# Muffler delete legality?



## Kamau (Sep 13, 2006)

Is this a legal mod?


----------



## LittleMT (Sep 29, 2006)

probably depends on your local State laws.


----------



## JMM (Feb 16, 2005)

Kamau said:


> Is this a legal mod?


Depends...First off, there is no problem from the anti-pollution laws. As long as you retain the cats you are OK. However, many states have anti-noise ordinances...and...many cities have anti-noise ordinances which may be more strict than the state laws.
You probably won't get hassled providing you are not "showing off" the loud car.


----------



## michaelskier (Aug 29, 2005)

I have no problem with it on mine. See my threads I have written...it is awesome. Highly recommend it. It is not too loud on these cars. Enjoy!


----------



## pickinfights (Oct 3, 2006)

http://www.gtoforum.com/showthread.php?t=10243&highlight=muffler


----------



## michaelskier (Aug 29, 2005)

Good info in the muffler thread referenced...thanks. My opinion is do the x pipe mod along with the muffler and resonator delete. Also, has not seemed to hurt my performance either since deleting the mufflers...ran a 12.75 at the track last night and was running 12.8's and 9's before, so about the same or a hair better, depending on driving.


----------



## 2006 GTO M6 (Nov 8, 2006)

▶ **Stored rows**:
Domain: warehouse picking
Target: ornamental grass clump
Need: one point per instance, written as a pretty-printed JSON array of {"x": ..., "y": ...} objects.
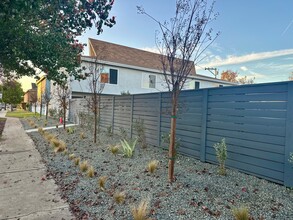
[
  {"x": 91, "y": 172},
  {"x": 241, "y": 213},
  {"x": 84, "y": 166},
  {"x": 119, "y": 197},
  {"x": 140, "y": 212},
  {"x": 82, "y": 135},
  {"x": 76, "y": 161},
  {"x": 152, "y": 166},
  {"x": 128, "y": 147},
  {"x": 61, "y": 147},
  {"x": 102, "y": 182},
  {"x": 221, "y": 153},
  {"x": 71, "y": 156}
]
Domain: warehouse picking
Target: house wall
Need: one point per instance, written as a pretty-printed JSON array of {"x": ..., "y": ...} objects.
[
  {"x": 256, "y": 121},
  {"x": 135, "y": 81}
]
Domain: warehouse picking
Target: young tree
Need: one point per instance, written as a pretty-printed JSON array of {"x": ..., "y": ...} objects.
[
  {"x": 41, "y": 35},
  {"x": 34, "y": 100},
  {"x": 47, "y": 98},
  {"x": 290, "y": 76},
  {"x": 96, "y": 88},
  {"x": 229, "y": 76},
  {"x": 232, "y": 76},
  {"x": 183, "y": 39},
  {"x": 12, "y": 92},
  {"x": 62, "y": 94}
]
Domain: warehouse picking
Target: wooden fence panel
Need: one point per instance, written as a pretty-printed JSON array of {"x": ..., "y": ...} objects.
[{"x": 252, "y": 119}]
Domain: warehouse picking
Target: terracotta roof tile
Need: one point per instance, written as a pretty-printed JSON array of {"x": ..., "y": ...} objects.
[{"x": 126, "y": 55}]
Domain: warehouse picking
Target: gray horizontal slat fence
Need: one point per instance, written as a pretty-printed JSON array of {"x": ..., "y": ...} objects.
[
  {"x": 253, "y": 125},
  {"x": 146, "y": 107},
  {"x": 189, "y": 117},
  {"x": 256, "y": 121},
  {"x": 106, "y": 110}
]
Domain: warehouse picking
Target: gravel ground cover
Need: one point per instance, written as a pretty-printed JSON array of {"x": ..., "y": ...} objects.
[{"x": 199, "y": 192}]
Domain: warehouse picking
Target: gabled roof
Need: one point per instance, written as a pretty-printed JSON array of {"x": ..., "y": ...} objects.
[{"x": 126, "y": 55}]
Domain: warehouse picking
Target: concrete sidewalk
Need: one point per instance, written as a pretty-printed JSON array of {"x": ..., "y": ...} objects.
[{"x": 23, "y": 193}]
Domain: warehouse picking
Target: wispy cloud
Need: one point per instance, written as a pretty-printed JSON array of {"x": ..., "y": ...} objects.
[
  {"x": 151, "y": 49},
  {"x": 218, "y": 61},
  {"x": 287, "y": 28},
  {"x": 244, "y": 68}
]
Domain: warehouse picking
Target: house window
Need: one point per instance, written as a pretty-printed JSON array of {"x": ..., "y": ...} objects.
[
  {"x": 152, "y": 81},
  {"x": 111, "y": 77},
  {"x": 196, "y": 85},
  {"x": 104, "y": 77}
]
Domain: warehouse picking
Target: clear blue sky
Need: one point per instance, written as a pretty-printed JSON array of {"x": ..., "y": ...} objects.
[{"x": 256, "y": 37}]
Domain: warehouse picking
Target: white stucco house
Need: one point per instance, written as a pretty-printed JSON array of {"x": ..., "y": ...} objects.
[{"x": 125, "y": 69}]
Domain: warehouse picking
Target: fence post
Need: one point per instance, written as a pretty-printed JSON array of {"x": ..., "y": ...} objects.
[
  {"x": 113, "y": 107},
  {"x": 131, "y": 115},
  {"x": 204, "y": 125},
  {"x": 288, "y": 167},
  {"x": 159, "y": 118}
]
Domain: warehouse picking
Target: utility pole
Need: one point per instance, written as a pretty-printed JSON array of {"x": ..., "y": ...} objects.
[{"x": 212, "y": 69}]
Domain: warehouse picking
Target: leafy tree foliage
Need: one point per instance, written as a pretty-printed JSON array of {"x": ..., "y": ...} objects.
[
  {"x": 12, "y": 92},
  {"x": 232, "y": 76},
  {"x": 40, "y": 35}
]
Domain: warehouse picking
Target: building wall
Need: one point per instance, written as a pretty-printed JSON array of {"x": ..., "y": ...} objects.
[{"x": 135, "y": 81}]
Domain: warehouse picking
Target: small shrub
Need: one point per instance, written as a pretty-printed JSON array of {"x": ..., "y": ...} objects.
[
  {"x": 128, "y": 147},
  {"x": 102, "y": 182},
  {"x": 123, "y": 133},
  {"x": 221, "y": 153},
  {"x": 84, "y": 166},
  {"x": 55, "y": 142},
  {"x": 71, "y": 156},
  {"x": 82, "y": 135},
  {"x": 114, "y": 149},
  {"x": 119, "y": 197},
  {"x": 291, "y": 157},
  {"x": 70, "y": 130},
  {"x": 152, "y": 166},
  {"x": 140, "y": 130},
  {"x": 91, "y": 171},
  {"x": 40, "y": 130},
  {"x": 241, "y": 213},
  {"x": 49, "y": 137},
  {"x": 140, "y": 212},
  {"x": 109, "y": 131},
  {"x": 61, "y": 147},
  {"x": 76, "y": 161}
]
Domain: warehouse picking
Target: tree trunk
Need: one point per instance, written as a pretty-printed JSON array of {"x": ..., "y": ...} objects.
[
  {"x": 64, "y": 113},
  {"x": 172, "y": 150},
  {"x": 95, "y": 118}
]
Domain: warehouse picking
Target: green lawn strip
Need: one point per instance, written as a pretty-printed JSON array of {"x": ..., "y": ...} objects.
[{"x": 21, "y": 114}]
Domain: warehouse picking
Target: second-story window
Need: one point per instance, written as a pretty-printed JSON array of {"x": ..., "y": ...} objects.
[
  {"x": 152, "y": 81},
  {"x": 110, "y": 77}
]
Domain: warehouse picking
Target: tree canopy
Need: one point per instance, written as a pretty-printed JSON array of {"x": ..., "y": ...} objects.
[
  {"x": 232, "y": 76},
  {"x": 40, "y": 35},
  {"x": 12, "y": 92}
]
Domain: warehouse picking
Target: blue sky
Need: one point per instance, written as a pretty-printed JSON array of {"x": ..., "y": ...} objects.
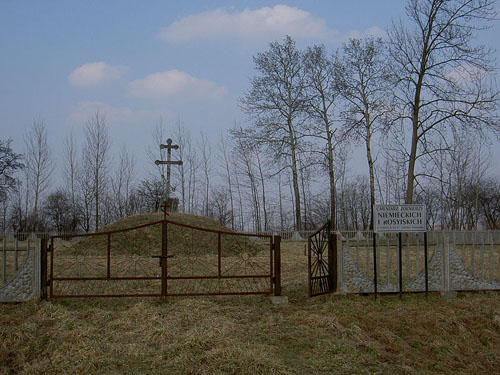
[{"x": 137, "y": 61}]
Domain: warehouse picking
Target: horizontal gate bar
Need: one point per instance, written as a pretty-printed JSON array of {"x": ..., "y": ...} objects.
[{"x": 159, "y": 278}]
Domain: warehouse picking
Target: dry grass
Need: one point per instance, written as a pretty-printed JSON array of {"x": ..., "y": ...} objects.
[{"x": 249, "y": 335}]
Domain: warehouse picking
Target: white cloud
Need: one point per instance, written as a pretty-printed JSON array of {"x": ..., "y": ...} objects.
[
  {"x": 374, "y": 31},
  {"x": 114, "y": 115},
  {"x": 176, "y": 84},
  {"x": 259, "y": 24},
  {"x": 95, "y": 74}
]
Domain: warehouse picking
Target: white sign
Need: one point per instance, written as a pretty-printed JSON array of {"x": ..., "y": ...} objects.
[{"x": 399, "y": 218}]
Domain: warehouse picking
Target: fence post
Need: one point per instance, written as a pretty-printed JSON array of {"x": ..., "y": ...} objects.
[
  {"x": 277, "y": 265},
  {"x": 446, "y": 262},
  {"x": 163, "y": 258},
  {"x": 43, "y": 267},
  {"x": 339, "y": 252}
]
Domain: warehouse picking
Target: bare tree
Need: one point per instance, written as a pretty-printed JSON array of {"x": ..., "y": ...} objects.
[
  {"x": 206, "y": 155},
  {"x": 321, "y": 96},
  {"x": 276, "y": 103},
  {"x": 362, "y": 79},
  {"x": 224, "y": 159},
  {"x": 10, "y": 162},
  {"x": 96, "y": 159},
  {"x": 182, "y": 137},
  {"x": 122, "y": 182},
  {"x": 39, "y": 164},
  {"x": 70, "y": 171},
  {"x": 441, "y": 77}
]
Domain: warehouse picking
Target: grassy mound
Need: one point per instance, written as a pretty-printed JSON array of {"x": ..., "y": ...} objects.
[{"x": 146, "y": 241}]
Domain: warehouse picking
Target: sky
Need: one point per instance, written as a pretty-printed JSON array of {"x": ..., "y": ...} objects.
[{"x": 138, "y": 62}]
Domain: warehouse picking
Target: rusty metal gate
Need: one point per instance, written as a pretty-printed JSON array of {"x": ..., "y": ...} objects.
[
  {"x": 163, "y": 258},
  {"x": 322, "y": 261}
]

▶ **Task set**:
a. In the muffler delete thread, what reason does JMM give for the mod being fine under anti-pollution laws, and why might it still be illegal? Answer in one to three sentences.
b. Pick up the forum thread on muffler delete legality where it stops.

▶ **Results for the exercise**:
a. According to JMM, anti-pollution laws are no problem as long as you keep the cats. The mod can still be illegal because many states have anti-noise ordinances, and many cities have their own anti-noise ordinances that may be stricter than state laws.

b.
Kamau said:


> Is this a legal mod?


No one will notice if you pull off the mufflers. Trick is the resonator is more restrictive than the cans. Replace the resonator with a good x-pipe, you'll get more power and a better sound.


----------



## Kamau (Sep 13, 2006)

What is a resonator?


----------



## michaelskier (Aug 29, 2005)

Looks and functions like a muffler...in the middle of the exhaust, after the cats and before the mufflers. X-pipe replaces it.


----------



## Kamau (Sep 13, 2006)

What's the reason for having both a resonator and a muffler? How much power can be gained with a muffler delete?


----------



## GRR_RRR (Oct 19, 2006)

Kamau said:


> What's the reason for having both a resonator and a muffler? How much power can be gained with a muffler delete?


A resonator resonates, which is to say it makes noise. A muffler doesn't.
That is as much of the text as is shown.